Copy every record word for word.

------ THE RECORDS ------

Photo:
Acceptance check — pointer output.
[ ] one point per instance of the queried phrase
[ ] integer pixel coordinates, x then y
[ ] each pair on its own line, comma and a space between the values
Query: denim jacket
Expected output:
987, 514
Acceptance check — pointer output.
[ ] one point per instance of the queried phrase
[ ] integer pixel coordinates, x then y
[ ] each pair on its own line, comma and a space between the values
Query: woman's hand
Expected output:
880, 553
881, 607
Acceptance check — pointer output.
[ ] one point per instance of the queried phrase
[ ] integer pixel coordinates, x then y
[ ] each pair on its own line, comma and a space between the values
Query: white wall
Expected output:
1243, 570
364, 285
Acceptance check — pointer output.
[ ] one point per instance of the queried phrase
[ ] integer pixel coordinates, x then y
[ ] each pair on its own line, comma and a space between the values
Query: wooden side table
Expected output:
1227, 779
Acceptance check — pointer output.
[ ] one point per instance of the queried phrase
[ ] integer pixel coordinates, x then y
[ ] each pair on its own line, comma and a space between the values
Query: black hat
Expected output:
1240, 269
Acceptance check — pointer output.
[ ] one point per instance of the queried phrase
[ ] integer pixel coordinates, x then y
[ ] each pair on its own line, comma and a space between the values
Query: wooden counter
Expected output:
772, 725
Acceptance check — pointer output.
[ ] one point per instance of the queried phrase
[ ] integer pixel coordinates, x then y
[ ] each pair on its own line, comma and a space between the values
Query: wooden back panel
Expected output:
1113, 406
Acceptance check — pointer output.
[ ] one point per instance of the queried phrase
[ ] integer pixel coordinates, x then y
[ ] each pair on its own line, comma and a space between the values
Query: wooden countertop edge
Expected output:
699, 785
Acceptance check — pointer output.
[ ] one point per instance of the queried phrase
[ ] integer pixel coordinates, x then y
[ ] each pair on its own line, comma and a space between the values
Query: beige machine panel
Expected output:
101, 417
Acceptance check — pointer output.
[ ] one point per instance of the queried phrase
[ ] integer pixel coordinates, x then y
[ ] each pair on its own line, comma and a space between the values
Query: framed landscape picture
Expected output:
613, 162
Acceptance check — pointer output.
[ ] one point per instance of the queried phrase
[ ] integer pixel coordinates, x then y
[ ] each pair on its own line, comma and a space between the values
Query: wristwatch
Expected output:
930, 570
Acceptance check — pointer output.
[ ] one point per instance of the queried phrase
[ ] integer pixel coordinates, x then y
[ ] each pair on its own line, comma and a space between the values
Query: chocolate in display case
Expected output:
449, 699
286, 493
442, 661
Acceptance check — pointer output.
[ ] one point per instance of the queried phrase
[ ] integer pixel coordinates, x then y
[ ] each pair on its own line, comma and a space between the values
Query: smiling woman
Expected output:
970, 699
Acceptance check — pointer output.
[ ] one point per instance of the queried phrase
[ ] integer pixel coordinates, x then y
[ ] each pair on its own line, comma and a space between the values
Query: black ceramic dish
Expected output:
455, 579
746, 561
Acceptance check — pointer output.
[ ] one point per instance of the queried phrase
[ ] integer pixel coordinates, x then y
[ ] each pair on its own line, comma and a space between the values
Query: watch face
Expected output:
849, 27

------

# TASK SOLUTION:
Photo:
Acceptance check — pointer output.
[ ] one point per instance of the queried phrase
[ ] integer pixel coordinates, x then y
[ ] each pair on its own line, comma and a space between the values
Query: denim jacket
Expected output:
987, 514
Acceptance check — pointer output.
[ ] one point per instance of the queried phrase
[ ] integer pixel coordinates, x then y
[ ] each pair on its own line, comma and a space between the values
Query: woman's hand
Expected output:
880, 553
881, 607
Acceptance check — pointer output.
[ ] one point per instance of the queried phrase
[ ] integer pixel coordinates, x then y
[ ] each pair on its own line, comma and a space between the values
Query: white wall
Expected output:
1243, 570
364, 285
Acceptance check — pointer output.
[ ] one point per instance of the queried phrase
[ ] integer pixel coordinates, x then y
[ ] each pair on its own line, comma and a space between the values
Query: wooden side table
Expected output:
1227, 779
Acceptance check — pointer output.
[ ] one point per instance of the queried phrase
[ ] integer pixel coordinates, x then y
[ ] each pair on its own line, comma and a space between the values
Query: black hat
Expected output:
1240, 269
Acceptance check — pointer output.
[ ] one point per instance of the queried phrase
[ ] integer pixel coordinates, x then y
[ ] each pair on its own line, comma and a space between the values
Query: wooden counter
Expected output:
772, 725
Acceptance check — pointer output.
[ ] one point per instance of the queried phrase
[ ] integer pixel coordinates, x then y
[ ] each pair on its own line, comma and a space between the values
Query: wooden back panel
Expected output:
1113, 406
Acceptance check — pointer output.
[ ] one point per instance of the queried phrase
[ ] integer pixel coordinates, x then y
[ ] each pair on its own line, comma and a space between the values
Query: wooden countertop edge
Expected output:
699, 785
Acceptance check — pointer output.
[ ] one point per instance of the queried phrase
[ ] integer pixel coordinates, x then y
[ ] each pair on its own line, comma and a space between the values
Query: beige machine panel
Expected output:
101, 417
Acceptance check — pointer output.
[ ] one point per instance of the queried phrase
[ ] integer pixel coordinates, x then y
[ ] each pair on its own line, comma and a space between the values
Query: framed landscape picture
Expected output:
613, 162
Acceptance check — pointer output.
[ ] one point per instance of the queried phrase
[ ] integer pixel coordinates, x then y
[ ] each pair on its own line, comma and a space between the values
Query: wristwatch
Expected output:
930, 570
Acceptance check — pointer output.
[ ] one point per instance of the queried phrase
[ ] integer pixel coordinates, x then y
[ ] each pair on its own line, comma and a space between the values
Query: chocolate in display case
Expected output:
449, 699
286, 493
442, 661
Acceptance check — pointer output.
[ ] one point per instance of the queried phrase
[ ] integer pixel coordinates, x then y
[ ] each pair on its own line, comma and a space between the values
Query: smiling woman
Expected output:
970, 699
Acceptance check — pointer output.
[ ] one point per instance of the queried phrase
[ ] integer pixel coordinates, x then y
[ ] each pair on its own line, comma and a space between the values
Query: black ceramic dish
Expected output:
455, 579
746, 561
Acceptance check — pointer output.
[ ] one point per instance of the queried phrase
[ ] integer pixel coordinates, x then y
[ ] each pair on its own line, comma and a space between the values
Query: watch face
Expected output:
849, 27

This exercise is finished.